* Written exercise: Please copy the data word for word, starting at the line that contains "# test: pointer returns one pin per instance of the tree" and ending at the last line of the data, both included.

──────── Records for the task ────────

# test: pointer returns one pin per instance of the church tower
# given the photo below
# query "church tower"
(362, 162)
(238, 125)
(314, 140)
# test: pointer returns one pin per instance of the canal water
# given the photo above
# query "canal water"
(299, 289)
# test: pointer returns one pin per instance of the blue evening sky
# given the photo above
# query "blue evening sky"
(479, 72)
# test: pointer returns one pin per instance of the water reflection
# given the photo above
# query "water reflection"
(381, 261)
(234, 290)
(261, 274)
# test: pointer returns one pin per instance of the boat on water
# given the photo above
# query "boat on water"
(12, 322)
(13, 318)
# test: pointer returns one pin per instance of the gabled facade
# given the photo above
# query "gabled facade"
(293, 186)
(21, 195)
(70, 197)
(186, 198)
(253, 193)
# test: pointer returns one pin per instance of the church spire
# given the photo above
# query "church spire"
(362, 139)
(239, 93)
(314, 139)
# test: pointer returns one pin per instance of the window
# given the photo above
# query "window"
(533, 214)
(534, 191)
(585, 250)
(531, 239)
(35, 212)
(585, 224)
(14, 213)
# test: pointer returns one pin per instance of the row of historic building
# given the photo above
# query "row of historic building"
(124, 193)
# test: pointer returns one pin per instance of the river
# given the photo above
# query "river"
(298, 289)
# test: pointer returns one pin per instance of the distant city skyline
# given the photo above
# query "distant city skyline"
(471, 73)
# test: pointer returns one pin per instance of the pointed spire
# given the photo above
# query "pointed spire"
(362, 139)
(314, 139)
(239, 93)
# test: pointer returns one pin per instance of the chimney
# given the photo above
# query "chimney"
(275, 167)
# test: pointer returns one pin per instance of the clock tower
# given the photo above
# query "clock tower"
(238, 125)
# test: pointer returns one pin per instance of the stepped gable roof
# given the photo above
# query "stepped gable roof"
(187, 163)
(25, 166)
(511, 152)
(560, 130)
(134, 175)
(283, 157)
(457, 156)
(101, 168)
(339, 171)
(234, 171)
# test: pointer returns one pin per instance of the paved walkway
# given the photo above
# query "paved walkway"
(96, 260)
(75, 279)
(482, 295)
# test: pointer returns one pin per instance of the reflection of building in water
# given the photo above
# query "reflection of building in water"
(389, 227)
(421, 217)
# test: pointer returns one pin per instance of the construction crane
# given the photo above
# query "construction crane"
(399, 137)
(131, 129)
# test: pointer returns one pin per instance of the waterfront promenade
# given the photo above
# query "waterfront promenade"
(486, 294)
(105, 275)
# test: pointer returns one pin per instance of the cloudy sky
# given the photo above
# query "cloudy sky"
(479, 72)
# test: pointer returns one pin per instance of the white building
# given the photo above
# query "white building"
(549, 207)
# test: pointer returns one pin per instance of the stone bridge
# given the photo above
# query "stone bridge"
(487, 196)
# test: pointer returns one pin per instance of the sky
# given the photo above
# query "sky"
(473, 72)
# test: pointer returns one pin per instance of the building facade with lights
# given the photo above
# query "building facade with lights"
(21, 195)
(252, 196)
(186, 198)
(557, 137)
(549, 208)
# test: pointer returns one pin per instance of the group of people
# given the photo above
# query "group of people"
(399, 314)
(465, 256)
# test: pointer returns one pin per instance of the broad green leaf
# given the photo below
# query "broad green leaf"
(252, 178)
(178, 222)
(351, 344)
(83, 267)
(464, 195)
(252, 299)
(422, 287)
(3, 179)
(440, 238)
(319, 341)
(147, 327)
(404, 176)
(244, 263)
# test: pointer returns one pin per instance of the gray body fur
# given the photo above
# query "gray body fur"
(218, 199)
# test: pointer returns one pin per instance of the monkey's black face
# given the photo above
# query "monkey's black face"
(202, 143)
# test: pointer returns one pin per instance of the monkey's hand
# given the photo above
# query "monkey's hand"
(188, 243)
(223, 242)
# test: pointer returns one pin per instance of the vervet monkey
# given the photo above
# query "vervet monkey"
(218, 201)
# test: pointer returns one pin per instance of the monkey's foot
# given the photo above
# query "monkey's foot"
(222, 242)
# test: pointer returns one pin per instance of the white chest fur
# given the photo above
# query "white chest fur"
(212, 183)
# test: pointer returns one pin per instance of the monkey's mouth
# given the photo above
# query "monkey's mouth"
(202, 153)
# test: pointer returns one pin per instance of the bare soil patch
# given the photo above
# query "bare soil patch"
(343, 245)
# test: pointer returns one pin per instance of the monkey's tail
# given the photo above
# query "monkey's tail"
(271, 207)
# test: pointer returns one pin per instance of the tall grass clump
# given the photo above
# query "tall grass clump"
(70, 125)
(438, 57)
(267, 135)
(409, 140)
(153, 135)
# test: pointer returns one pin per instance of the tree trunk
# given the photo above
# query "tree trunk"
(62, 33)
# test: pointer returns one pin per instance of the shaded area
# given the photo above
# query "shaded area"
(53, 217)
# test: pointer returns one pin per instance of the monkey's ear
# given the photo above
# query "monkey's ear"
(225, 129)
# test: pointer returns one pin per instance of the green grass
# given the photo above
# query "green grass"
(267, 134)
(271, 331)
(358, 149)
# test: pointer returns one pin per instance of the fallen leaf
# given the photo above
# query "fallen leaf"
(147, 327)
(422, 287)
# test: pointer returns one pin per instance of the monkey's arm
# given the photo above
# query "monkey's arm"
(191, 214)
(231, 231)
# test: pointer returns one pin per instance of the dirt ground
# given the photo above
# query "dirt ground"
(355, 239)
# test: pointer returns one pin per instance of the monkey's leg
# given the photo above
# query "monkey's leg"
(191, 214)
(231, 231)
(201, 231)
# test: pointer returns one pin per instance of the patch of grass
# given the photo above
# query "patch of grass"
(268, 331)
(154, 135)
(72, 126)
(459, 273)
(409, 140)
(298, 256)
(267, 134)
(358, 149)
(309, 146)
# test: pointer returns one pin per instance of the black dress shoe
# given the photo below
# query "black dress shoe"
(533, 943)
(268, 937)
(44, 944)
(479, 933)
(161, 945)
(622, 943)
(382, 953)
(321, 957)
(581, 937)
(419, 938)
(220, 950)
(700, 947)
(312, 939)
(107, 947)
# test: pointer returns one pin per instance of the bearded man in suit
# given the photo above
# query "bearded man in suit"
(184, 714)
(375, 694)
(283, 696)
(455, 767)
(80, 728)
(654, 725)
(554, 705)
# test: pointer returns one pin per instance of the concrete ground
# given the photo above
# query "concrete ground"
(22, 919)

────────

* Expected output:
# test: pointer returns one pin per instance of the tree trunk
# given the photo above
# query "tree trunk"
(62, 33)
# test: pointer returns one pin per instance of the shaded area
# given the photo above
# query "shaded area"
(53, 217)
# test: pointer returns one pin per instance of the monkey's ear
# given the photo above
# query "monkey's ear"
(225, 129)
# test: pointer returns one pin per instance of the green grass
# given the photo above
# query "green grass"
(267, 134)
(271, 331)
(358, 149)
# test: pointer returns one pin per instance of the fallen leaf
# given the photo above
# query "fallen leaf"
(147, 327)
(422, 287)
# test: pointer returns one pin per instance of the monkey's arm
# given the photo above
# query "monkey's arm"
(191, 214)
(231, 231)
# test: pointer returns one pin per instance of the dirt ground
# given the photo above
# query "dirt ground"
(355, 239)
# test: pointer returns one pin per instance of the monkey's leg
# given the photo above
# query "monkey's leg"
(191, 214)
(231, 231)
(201, 231)
# test: pointer returns one pin per instance of the patch of grass
# given the photo above
# query "patch of grass"
(268, 331)
(154, 135)
(72, 126)
(459, 273)
(409, 140)
(298, 256)
(267, 134)
(358, 149)
(309, 146)
# test: pointer returns one pin per instance of the black dress shoe
# given the photo below
# query "black dress shoe"
(533, 943)
(268, 937)
(44, 944)
(479, 933)
(161, 945)
(622, 943)
(382, 953)
(321, 957)
(581, 937)
(419, 938)
(220, 950)
(700, 947)
(312, 939)
(107, 947)
# test: pointer returns one pin per instance of the bearded man in suit
# given the photo above
# query "bearded man in suit"
(184, 714)
(375, 694)
(283, 696)
(455, 767)
(80, 728)
(654, 725)
(554, 705)
# test: pointer returns one pin per instance of the concrete ground
# given the photo above
# query "concrete ground"
(22, 919)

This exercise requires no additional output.